--- Begin ---
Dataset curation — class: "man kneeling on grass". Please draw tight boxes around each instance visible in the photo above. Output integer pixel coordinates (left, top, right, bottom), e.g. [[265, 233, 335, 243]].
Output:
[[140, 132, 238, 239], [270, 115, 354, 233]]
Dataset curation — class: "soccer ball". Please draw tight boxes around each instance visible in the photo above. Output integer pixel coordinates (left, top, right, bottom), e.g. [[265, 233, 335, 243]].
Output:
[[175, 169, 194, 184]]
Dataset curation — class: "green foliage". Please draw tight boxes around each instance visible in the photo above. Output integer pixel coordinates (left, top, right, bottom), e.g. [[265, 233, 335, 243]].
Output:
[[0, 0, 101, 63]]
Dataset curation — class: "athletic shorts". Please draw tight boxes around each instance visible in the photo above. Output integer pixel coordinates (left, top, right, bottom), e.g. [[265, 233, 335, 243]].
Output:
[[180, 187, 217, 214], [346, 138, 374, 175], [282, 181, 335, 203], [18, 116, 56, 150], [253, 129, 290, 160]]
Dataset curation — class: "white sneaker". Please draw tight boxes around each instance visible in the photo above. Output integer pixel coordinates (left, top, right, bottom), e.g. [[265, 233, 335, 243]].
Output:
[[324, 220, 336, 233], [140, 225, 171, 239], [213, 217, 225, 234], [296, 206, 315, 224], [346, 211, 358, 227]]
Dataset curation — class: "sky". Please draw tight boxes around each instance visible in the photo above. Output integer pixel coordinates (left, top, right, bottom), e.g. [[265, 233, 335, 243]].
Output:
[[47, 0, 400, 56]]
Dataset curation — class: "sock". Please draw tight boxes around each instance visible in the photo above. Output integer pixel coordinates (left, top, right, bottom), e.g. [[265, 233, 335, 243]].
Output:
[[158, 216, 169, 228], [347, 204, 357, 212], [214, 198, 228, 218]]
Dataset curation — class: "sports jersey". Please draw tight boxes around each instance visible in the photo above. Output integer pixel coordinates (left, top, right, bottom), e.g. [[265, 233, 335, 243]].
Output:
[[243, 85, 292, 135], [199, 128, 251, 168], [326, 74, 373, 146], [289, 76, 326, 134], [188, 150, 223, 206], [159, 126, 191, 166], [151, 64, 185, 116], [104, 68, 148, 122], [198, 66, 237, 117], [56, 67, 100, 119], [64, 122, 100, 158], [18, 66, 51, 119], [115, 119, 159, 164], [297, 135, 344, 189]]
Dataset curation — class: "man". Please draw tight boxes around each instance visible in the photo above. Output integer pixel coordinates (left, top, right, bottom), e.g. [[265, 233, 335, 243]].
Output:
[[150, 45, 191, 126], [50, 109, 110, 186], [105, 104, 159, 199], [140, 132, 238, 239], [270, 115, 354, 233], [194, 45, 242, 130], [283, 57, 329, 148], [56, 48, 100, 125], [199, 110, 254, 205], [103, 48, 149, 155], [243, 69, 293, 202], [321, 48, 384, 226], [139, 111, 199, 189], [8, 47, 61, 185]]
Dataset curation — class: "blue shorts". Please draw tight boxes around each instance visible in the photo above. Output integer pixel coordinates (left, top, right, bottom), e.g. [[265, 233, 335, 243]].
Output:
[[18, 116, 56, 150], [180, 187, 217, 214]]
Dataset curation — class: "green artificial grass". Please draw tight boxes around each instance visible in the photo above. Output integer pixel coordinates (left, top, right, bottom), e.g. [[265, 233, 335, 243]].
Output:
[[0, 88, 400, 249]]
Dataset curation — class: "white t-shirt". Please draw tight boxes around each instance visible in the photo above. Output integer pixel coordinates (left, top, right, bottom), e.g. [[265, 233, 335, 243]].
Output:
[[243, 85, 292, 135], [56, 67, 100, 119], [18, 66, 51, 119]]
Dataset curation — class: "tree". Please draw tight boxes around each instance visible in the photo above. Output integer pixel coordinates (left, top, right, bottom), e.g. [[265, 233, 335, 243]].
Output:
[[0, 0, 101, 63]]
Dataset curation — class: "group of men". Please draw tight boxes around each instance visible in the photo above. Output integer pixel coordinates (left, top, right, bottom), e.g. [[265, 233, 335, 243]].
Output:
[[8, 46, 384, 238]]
--- End ---
= BRIEF =
Reproduce every line of the data verbatim.

= WRITTEN ANSWER =
Dataset curation — class: "man kneeling on grass". Please draw tight boxes around each instance visible in the photo above. Output integer pixel coordinates (left, top, right, bottom), e.g. [[265, 233, 335, 243]].
Output:
[[140, 132, 238, 239], [270, 115, 354, 233]]
Dataset curation — class: "soccer ball". Please draw tight boxes around each instance visible in the photo above. Output integer pixel coordinates (left, top, right, bottom), e.g. [[265, 233, 335, 243]].
Output:
[[175, 169, 194, 184]]
Dataset curation — class: "green foliage". Please draw tight boxes around each instance visible in the photo above. Output integer pixel coordinates (left, top, right, bottom), e.g. [[265, 233, 335, 243]].
Output:
[[0, 0, 101, 63]]
Dataset curation — class: "athletic shorts". Please draw tight boxes around each instance visible in the photo above. Output integer pixel coordinates (left, top, right, bottom), e.g. [[265, 233, 335, 243]].
Output:
[[180, 187, 217, 214], [346, 138, 374, 175], [282, 181, 335, 203], [18, 116, 56, 150], [253, 129, 290, 160]]
Dataset curation — class: "white sneaker". Please draw tight boxes around each instance visible in the photo above. Output integer pixel coordinates (left, top, right, bottom), e.g. [[265, 233, 335, 243]].
Output:
[[324, 220, 336, 233], [140, 225, 171, 239], [213, 217, 225, 234], [296, 206, 315, 224], [346, 211, 358, 227]]
Dataset curation — class: "sky". Please draw tight boxes around each instance visible in the photo above. Output integer pixel coordinates (left, top, right, bottom), e.g. [[265, 233, 335, 243]].
Output:
[[47, 0, 400, 56]]
Dataset curation — class: "sock". Please draw tight boxes around each instance visible in the photo above. Output integer pixel coordinates (left, top, right, bottom), e.g. [[265, 233, 335, 243]].
Output:
[[158, 216, 169, 228], [347, 204, 357, 212], [214, 198, 228, 218]]
Dataset curation — class: "sports jersey". Please draw tight boxes around each instance visible in the photo above. Output integer pixel coordinates (left, top, right, bottom), e.g. [[265, 233, 335, 243]].
Output:
[[243, 85, 292, 135], [199, 128, 251, 168], [326, 74, 373, 146], [289, 76, 326, 134], [188, 150, 223, 206], [159, 126, 191, 166], [151, 64, 185, 116], [104, 68, 148, 122], [198, 66, 237, 117], [56, 67, 100, 119], [64, 122, 100, 158], [18, 66, 51, 119], [115, 119, 159, 164], [297, 135, 344, 189]]
Dataset curation — class: "man". Please draw tight boxes around each instance visible in the photo above. Output integer pixel coordinates (left, top, right, bottom), e.g. [[265, 233, 335, 243]].
Output:
[[150, 45, 191, 126], [50, 109, 110, 186], [105, 104, 159, 199], [140, 132, 238, 239], [270, 115, 354, 233], [194, 45, 242, 130], [283, 57, 329, 148], [56, 48, 100, 125], [199, 110, 254, 205], [103, 48, 149, 155], [243, 69, 293, 202], [321, 48, 384, 226], [139, 111, 199, 189], [8, 47, 61, 185]]
Dataset curation — class: "blue shorts". Please draw tight boxes around each instance visible in the photo above. Output integer pixel coordinates (left, top, right, bottom), e.g. [[265, 233, 335, 243]].
Output:
[[18, 116, 56, 150], [180, 187, 217, 214]]
Dataset curation — class: "green artificial grass". Please draw tight boxes around each instance visible in the photo above. Output integer pixel coordinates (left, top, right, bottom), e.g. [[265, 233, 335, 243]].
Output:
[[0, 88, 400, 249]]
Dataset curation — class: "white t-shirt". Please draw tight boxes around each instance visible in the photo above. Output integer pixel coordinates (left, top, right, bottom), e.g. [[265, 233, 335, 243]].
Output:
[[243, 85, 292, 135], [56, 67, 100, 119], [18, 66, 51, 119]]
Dataset curation — class: "tree". Please draw tight boxes around each instance visible in the photo above. Output integer pixel coordinates (left, top, right, bottom), e.g. [[265, 233, 335, 243]].
Output:
[[0, 0, 101, 63]]
Dataset curation — class: "group of men". Please draw tight boxes around each instance visible in the photo above. Output integer pixel coordinates (left, top, right, bottom), e.g. [[265, 233, 335, 243]].
Output:
[[8, 46, 384, 238]]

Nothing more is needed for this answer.